::: AANGELEVERDE TEKST :::

Op reis door Nederland in November 1940

Naast een groot aantal reisverhalen schreef mijn vader Wim ook een aantal ‘dagboeken’ over de oorlogsjaren in Nederland. Dit was zijn impressie van een treinreis van Utrecht naar Eindhoven in november 1940. Ik heb de oorspronkelijke spelling aangehouden.

Utrecht – Eindhoven. In normale tijden deed de snelle Diesel er precies één uur over. Dan daverden de treinen recht toe, recht aan over de grote bruggen die liggen over de Lek, de Waal en de Maas. Nu is het oorlog, de bruggen zijn vernield en uit de breede stroomen steken alleen nog maar de brokstukken van wat eens een trotse overspanning was. Nederland is bezet gebied en van zonsondergang to zonsopgang heerscht de duisternis over heel het land. Het reizen in het donker is op zichzelf al bezwaarlijk en vaak oorzaak van groote vertragingen, maar de meeste last bezorgen ons toch de vernielde bruggen. Autobussen en primitieve ponten moeten nu proberen de taak van de spoorwegen over te nemen, daar waar de trein niet verder kan. Zo kan het gebeuren dat in deze dagen een reisje van Utrecht naar Eindhoven drie maal zo lang duurt

Om 7.15 vertrok ik uit Utrecht en pas om 10.15 kwam ik in Eindhoven aan. Zoo reist men tegenwoordig in Nederland, in November 1940. Toen ik om kwart voor zeven de deur uitging, was het nog volkomen nacht. Gelukkig was het helder weer en in het schijnsel van de flankerende sterren die nog aan de donkere hemel stonden, kon ik flauwtjes de witte trottoirbanden zien en zo mijn weg vinden van de Maliebaan naar het station. Af en toe hielp het licht van een passerende auto of fiets me bij het oriënteeren. Ieder lichtpuntje, hoe klein ook, is nu van harte welkom. De duisternis is volkomen, nergens uit de huizen straalt nog een schijnsel door, de stad ligt nog in diepe rust.

Utrecht Centraal Station

Alleen het station rijst als een lichtend vlak in de donkerte te voorschijn. In de hal straalt wat licht door de afgeschermde loketten, maar op de perrons heerscht weer een Egyptische duisternis. Voetje voor voetje schuifelt men de trappen af, de tunnel door en weer naar boven, naar de andere perrons. Nergens eenig licht. Als duistere schimmen dwalen de reizigers rond, zoeken de plaats waar hun trein zal vertrekken en struikelen over elkaars koffers. Hier en daar vlamt hel een lichtje op als iemand een sigaret opsteekt of wanneer heel even een zaklantaarn opflitst. Dan is het weer duisternis rondom.

::: AANGELEVERDE GEGEVENS :::

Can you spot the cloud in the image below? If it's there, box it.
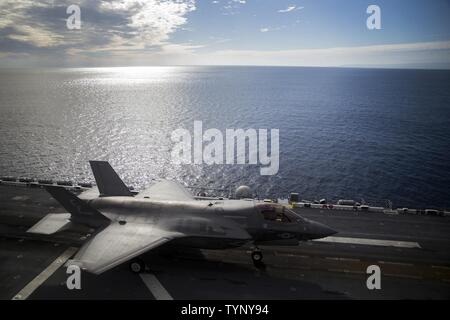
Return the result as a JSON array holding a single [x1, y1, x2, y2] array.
[[0, 0, 196, 53], [194, 41, 450, 68], [278, 6, 304, 13]]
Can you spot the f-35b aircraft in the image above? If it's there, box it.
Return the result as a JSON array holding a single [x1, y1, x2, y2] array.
[[28, 161, 336, 274]]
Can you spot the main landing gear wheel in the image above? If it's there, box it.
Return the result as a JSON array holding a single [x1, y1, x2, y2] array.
[[252, 250, 263, 263], [130, 259, 145, 273]]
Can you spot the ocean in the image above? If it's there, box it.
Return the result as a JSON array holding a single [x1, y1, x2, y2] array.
[[0, 66, 450, 208]]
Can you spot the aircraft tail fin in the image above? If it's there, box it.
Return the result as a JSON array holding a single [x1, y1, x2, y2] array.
[[45, 186, 111, 227], [89, 161, 132, 197]]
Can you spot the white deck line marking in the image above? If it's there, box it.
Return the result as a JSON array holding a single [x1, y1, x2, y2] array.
[[12, 247, 78, 300], [139, 273, 173, 300], [313, 237, 421, 248]]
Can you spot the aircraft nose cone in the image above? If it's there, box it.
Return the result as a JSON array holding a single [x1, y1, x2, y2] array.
[[311, 221, 337, 239]]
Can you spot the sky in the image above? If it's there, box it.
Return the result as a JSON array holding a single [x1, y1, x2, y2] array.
[[0, 0, 450, 69]]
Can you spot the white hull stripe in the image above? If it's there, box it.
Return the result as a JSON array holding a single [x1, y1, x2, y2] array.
[[12, 247, 78, 300], [313, 237, 421, 248], [139, 273, 173, 300]]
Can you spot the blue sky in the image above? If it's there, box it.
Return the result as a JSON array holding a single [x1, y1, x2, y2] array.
[[0, 0, 450, 68]]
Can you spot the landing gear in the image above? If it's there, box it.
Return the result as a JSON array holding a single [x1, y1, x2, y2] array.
[[252, 249, 263, 263], [130, 259, 145, 273], [251, 247, 266, 271]]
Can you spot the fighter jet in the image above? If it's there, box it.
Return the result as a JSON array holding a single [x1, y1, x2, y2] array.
[[28, 161, 336, 274]]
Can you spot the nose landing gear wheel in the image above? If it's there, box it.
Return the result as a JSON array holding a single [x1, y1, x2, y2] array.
[[252, 250, 263, 263], [130, 259, 145, 273]]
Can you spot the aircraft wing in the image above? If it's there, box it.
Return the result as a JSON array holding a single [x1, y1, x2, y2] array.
[[137, 180, 194, 201], [67, 222, 181, 274]]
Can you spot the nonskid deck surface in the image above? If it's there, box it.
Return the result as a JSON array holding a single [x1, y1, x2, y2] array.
[[0, 186, 450, 299]]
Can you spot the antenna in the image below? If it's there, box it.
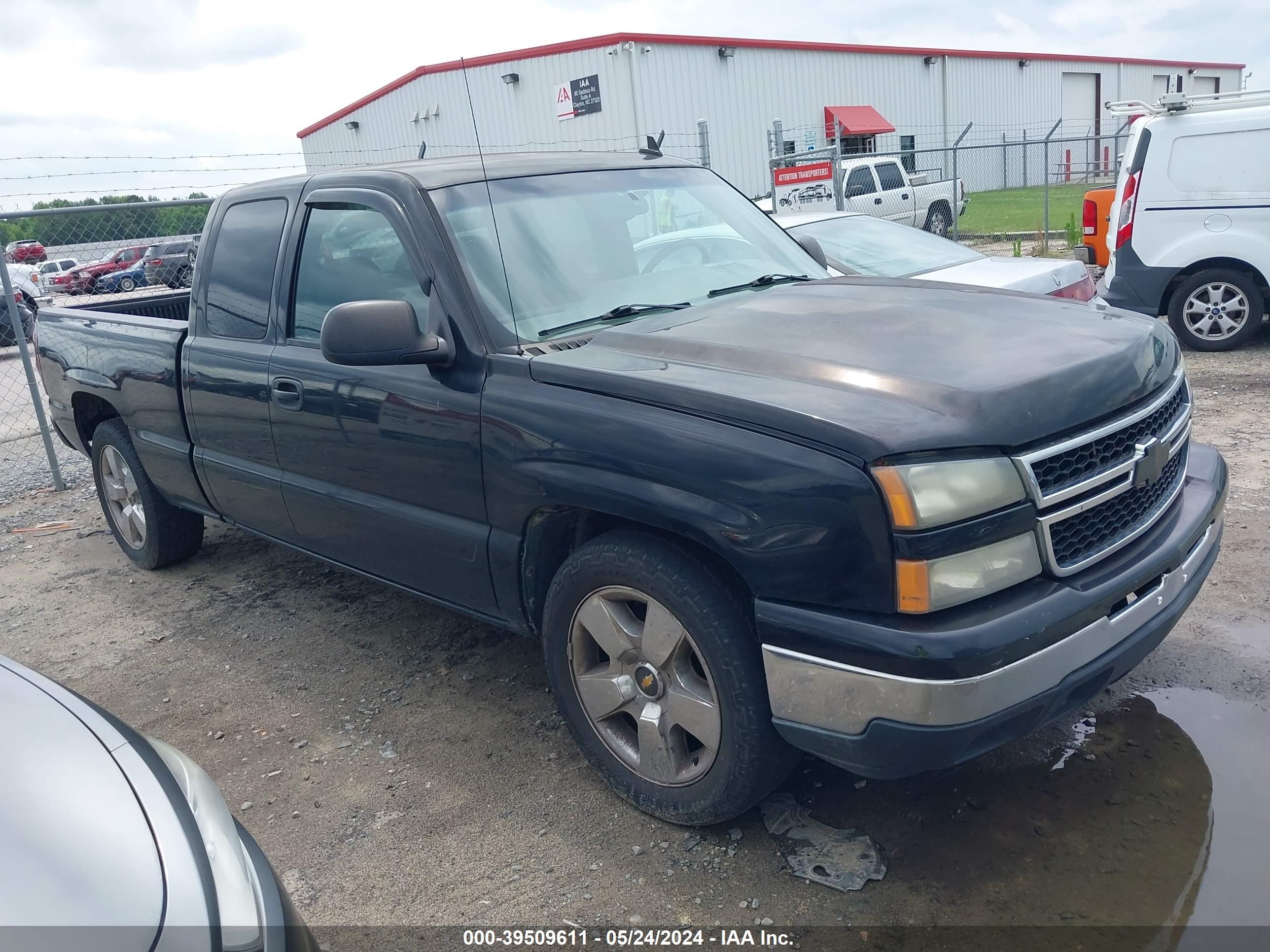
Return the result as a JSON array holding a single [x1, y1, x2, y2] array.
[[459, 56, 523, 353], [639, 130, 666, 159]]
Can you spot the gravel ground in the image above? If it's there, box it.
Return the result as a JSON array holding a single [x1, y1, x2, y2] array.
[[0, 322, 1270, 950]]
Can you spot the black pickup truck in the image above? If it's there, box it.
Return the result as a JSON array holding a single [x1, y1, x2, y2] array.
[[37, 154, 1227, 824]]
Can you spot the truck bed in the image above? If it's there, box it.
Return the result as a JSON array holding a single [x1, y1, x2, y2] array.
[[55, 291, 189, 324], [35, 291, 207, 508]]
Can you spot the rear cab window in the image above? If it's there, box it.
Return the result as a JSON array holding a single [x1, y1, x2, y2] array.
[[845, 165, 878, 198], [205, 198, 287, 340], [876, 163, 904, 192]]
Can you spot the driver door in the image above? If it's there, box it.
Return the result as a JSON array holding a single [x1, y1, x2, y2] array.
[[842, 165, 882, 218], [269, 188, 496, 613]]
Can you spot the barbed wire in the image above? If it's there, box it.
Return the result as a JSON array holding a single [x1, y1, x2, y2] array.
[[0, 163, 305, 181], [0, 132, 697, 171]]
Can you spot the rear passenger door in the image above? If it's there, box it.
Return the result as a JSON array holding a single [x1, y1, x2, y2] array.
[[874, 161, 913, 225], [269, 180, 496, 613], [183, 184, 301, 540]]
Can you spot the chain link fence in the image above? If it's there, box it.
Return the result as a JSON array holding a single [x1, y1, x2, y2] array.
[[768, 119, 1128, 256], [0, 196, 212, 503], [0, 119, 1128, 503]]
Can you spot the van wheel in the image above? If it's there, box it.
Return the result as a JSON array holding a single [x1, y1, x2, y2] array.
[[926, 205, 951, 238], [1168, 268, 1265, 350], [93, 418, 203, 569], [542, 529, 799, 825]]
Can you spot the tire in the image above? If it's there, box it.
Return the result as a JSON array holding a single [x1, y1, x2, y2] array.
[[1168, 268, 1265, 350], [93, 418, 203, 569], [542, 529, 799, 826], [922, 204, 952, 238]]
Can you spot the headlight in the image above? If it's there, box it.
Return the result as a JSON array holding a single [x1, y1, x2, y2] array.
[[146, 738, 264, 951], [873, 457, 1023, 529], [895, 532, 1040, 612]]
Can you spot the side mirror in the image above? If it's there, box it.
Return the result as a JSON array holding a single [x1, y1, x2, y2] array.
[[321, 301, 454, 367], [794, 235, 829, 268]]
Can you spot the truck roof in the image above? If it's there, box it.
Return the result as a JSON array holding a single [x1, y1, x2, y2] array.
[[218, 151, 697, 204]]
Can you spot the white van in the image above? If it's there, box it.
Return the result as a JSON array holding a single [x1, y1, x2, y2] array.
[[1104, 90, 1270, 350]]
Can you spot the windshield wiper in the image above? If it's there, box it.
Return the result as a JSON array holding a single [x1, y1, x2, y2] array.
[[708, 274, 811, 297], [538, 301, 692, 338]]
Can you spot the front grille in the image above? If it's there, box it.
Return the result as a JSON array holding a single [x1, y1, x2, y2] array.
[[1032, 383, 1190, 496], [1049, 444, 1186, 569], [1015, 368, 1191, 577]]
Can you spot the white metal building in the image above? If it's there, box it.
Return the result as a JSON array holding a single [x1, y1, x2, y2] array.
[[298, 33, 1243, 196]]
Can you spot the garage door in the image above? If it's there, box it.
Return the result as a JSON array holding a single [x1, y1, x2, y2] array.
[[1063, 72, 1098, 136]]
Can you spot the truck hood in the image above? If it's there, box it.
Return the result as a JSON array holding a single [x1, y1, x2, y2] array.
[[529, 278, 1180, 461]]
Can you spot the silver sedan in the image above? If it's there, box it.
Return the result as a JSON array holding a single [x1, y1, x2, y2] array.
[[0, 656, 318, 952]]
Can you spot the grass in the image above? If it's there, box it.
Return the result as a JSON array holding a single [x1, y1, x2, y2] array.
[[957, 183, 1096, 235]]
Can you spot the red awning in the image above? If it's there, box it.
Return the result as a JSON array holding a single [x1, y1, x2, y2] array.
[[824, 105, 895, 138]]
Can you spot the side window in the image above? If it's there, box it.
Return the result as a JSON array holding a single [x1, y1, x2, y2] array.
[[878, 163, 904, 192], [207, 198, 287, 340], [846, 165, 878, 198], [899, 136, 917, 175], [291, 203, 428, 340]]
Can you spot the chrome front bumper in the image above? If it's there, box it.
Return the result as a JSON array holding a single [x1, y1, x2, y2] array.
[[763, 515, 1222, 735]]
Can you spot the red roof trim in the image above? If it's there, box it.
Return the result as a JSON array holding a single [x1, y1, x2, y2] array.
[[296, 33, 1246, 138]]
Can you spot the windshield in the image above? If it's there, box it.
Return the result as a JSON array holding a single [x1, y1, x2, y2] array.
[[790, 214, 984, 278], [430, 166, 828, 345]]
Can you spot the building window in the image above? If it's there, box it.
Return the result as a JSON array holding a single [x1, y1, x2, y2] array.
[[838, 136, 876, 155]]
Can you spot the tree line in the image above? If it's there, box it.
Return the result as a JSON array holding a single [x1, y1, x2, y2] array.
[[0, 192, 208, 247]]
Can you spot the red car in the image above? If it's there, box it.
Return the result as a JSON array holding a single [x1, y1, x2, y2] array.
[[62, 245, 147, 295], [4, 238, 48, 264]]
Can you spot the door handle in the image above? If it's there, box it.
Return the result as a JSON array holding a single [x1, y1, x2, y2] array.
[[271, 377, 305, 410]]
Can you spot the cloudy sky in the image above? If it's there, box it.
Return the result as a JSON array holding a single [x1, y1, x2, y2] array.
[[0, 0, 1270, 211]]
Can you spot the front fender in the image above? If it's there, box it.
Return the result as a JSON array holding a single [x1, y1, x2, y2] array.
[[481, 358, 894, 622]]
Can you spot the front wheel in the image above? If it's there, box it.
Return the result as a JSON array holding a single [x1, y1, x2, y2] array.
[[93, 418, 203, 569], [1168, 268, 1265, 350], [926, 205, 952, 238], [542, 531, 798, 825]]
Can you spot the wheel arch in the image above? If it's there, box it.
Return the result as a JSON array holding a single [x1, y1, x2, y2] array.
[[520, 505, 753, 636], [922, 198, 952, 229], [1157, 256, 1270, 313], [71, 391, 121, 456]]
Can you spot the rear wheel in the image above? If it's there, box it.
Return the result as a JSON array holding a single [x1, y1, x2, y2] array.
[[1168, 268, 1265, 350], [542, 531, 798, 825], [93, 418, 203, 569], [926, 204, 952, 238]]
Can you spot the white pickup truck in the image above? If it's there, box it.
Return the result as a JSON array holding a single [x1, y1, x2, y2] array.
[[840, 155, 965, 238]]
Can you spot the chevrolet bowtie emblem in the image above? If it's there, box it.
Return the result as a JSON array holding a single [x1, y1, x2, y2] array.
[[1133, 437, 1168, 489]]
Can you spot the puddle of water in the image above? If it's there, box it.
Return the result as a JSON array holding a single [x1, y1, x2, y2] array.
[[791, 688, 1270, 952], [1147, 688, 1270, 934]]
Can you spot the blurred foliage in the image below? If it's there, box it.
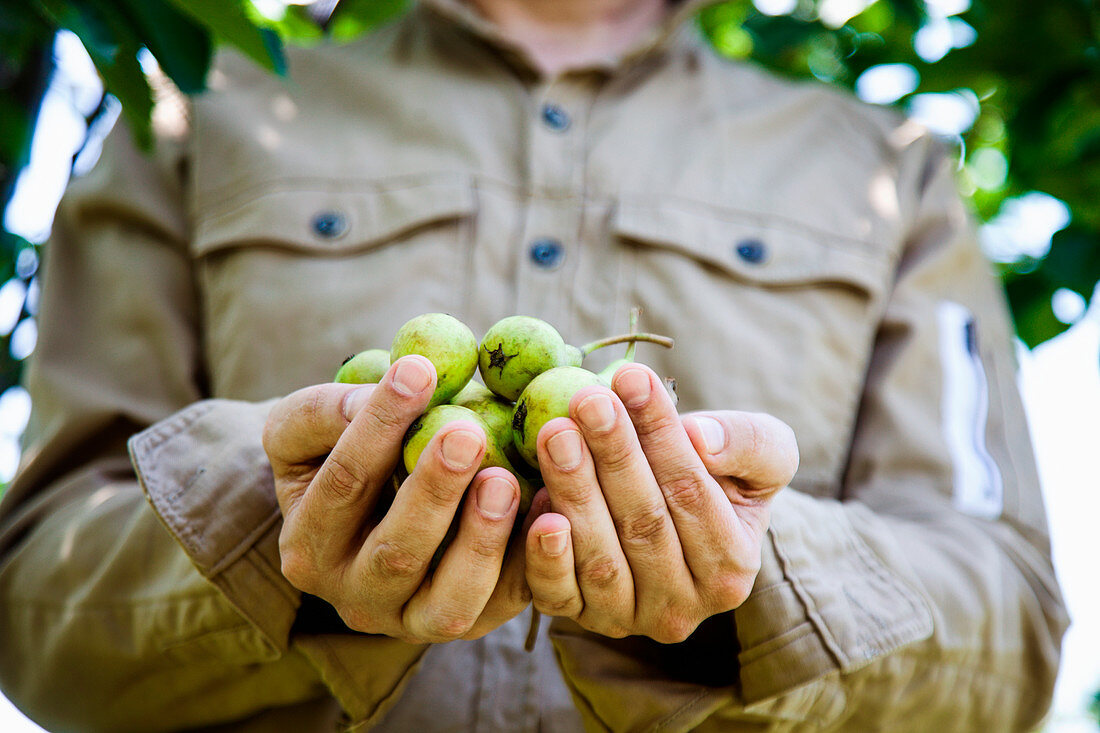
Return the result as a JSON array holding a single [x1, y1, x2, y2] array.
[[702, 0, 1100, 347], [0, 0, 1100, 411]]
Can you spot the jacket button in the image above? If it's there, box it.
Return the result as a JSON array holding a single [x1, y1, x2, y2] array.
[[542, 103, 571, 132], [734, 239, 768, 264], [312, 211, 348, 239], [530, 238, 565, 270]]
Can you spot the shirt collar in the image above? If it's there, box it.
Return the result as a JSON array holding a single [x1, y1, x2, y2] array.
[[419, 0, 722, 75]]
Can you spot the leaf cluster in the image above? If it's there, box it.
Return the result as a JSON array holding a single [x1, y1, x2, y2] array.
[[701, 0, 1100, 346]]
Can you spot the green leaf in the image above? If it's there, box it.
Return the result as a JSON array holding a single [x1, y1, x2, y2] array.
[[163, 0, 286, 76], [328, 0, 411, 41], [113, 0, 213, 94], [96, 41, 153, 151]]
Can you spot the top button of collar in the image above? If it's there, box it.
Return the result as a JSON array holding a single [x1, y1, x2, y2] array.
[[312, 211, 348, 239], [541, 102, 572, 132], [734, 239, 768, 264]]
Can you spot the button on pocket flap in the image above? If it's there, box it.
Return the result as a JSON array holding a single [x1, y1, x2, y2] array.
[[193, 179, 475, 255], [612, 203, 889, 295]]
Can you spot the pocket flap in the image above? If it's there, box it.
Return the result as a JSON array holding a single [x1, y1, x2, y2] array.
[[612, 201, 890, 295], [193, 177, 476, 256]]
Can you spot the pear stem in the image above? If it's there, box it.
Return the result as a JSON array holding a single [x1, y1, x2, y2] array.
[[626, 306, 641, 361], [581, 333, 675, 357], [524, 609, 542, 652]]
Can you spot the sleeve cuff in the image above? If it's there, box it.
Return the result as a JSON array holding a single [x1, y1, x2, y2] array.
[[734, 490, 933, 704], [129, 400, 299, 658]]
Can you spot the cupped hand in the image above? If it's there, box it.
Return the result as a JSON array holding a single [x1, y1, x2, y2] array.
[[526, 364, 799, 643], [263, 355, 530, 643]]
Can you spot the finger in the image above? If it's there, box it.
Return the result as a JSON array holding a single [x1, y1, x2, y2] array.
[[404, 468, 523, 642], [284, 355, 436, 569], [463, 482, 550, 639], [612, 364, 736, 577], [570, 386, 686, 590], [531, 418, 635, 624], [683, 411, 799, 501], [350, 420, 485, 612], [526, 513, 584, 619], [263, 382, 376, 473]]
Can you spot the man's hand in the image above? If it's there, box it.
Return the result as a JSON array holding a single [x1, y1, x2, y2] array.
[[527, 364, 799, 643], [264, 355, 530, 643]]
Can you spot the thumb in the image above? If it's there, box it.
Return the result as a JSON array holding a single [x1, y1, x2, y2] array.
[[683, 411, 799, 493]]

:::

OPDRACHTEN =>
1. Geef uit het reisverslag over de treinreis van Utrecht naar Eindhoven letterlijk het gedeelte terug dat begint bij de woorden "Op reis door" en eindigt met "oorspronkelijke spelling aangehouden.".
2. Leg in één tot drie zinnen uit waarom de reis van Utrecht naar Eindhoven volgens het reisverslag over deze treinreis nu veel langer duurt dan in normale tijden.
3. Schrijf het reisverslag over de treinreis van Utrecht naar Eindhoven verder vanaf de plek waar het ophoudt.

ANTWOORDEN OP VOLGORDE =>
1.
Op reis door Nederland in November 1940

Naast een groot aantal reisverhalen schreef mijn vader Wim ook een aantal ‘dagboeken’ over de oorlogsjaren in Nederland. Dit was zijn impressie van een treinreis van Utrecht naar Eindhoven in november 1940. Ik heb de oorspronkelijke spelling aangehouden.

2. De bruggen over de Lek, de Waal en de Maas zijn vernield. Daardoor moeten autobussen en primitieve ponten het vervoer overnemen waar de trein niet verder kan. Bovendien is reizen in het donker bezwaarlijk en vaak de oorzaak van grote vertragingen.

3.
Een trein schuift binnen, nauwelijks zichtbaar, als een zwarte schim. Reizigers stappen in en uit, vragen klinken op in de nacht. Is dit de trein naar Arnhem, waar is de trein naar Waardenburg. De trein naar Waardenburg blijft lang weg, is al ruim een half uur te laat. Gelaten wacht ik maar tot hij eens zal komen. Van tijd tot tijd loop ik voorzichtig wat op en neer om mijn koude voeten weer wat te verwarmen. Het is nu al bijna acht uur geworden en in het oosten begint het te dagen. Als eindelijk mijn trein binnenkomt, kan ik al vrij behoorlijk zien en zonder al te veel moeite lukt het me een plaatsje te vinden in de spaarzaam verlichte coupees. Alleen een paar verduisteringslampjes verspreiden een zwak licht, net voldoende om te voorkomen dat je overal tegen aan zult loopen.

Langzaam wordt het nu lichter buiten. Het water dat hoog staat in de sloten en op de weilanden, begint zilverig te glanzen in de prille ochtendschemering. Als we Culemborg en Geldermalsen gepasseerd zijn en in Waardenburg aankomen, is de nieuwe dag er ook al. Nu is de vertraging als een geluk te beschouwen, want nu kunnen de gereedstaande bussen bij daglicht bestormd worden en hoeven we niet in het donker met het pontje de Waal over te varen. Dicht opeen gepakt hobbelen we in de bussen verder.

Treinreizigers die per bus van het station Waardenburg naar de pont over de Waal gebracht zijn, in verband met de in mei 1940 opgeblazen spoorbrug tussen Waardenburg en Zaltbommel (Foto Utrechts Archief).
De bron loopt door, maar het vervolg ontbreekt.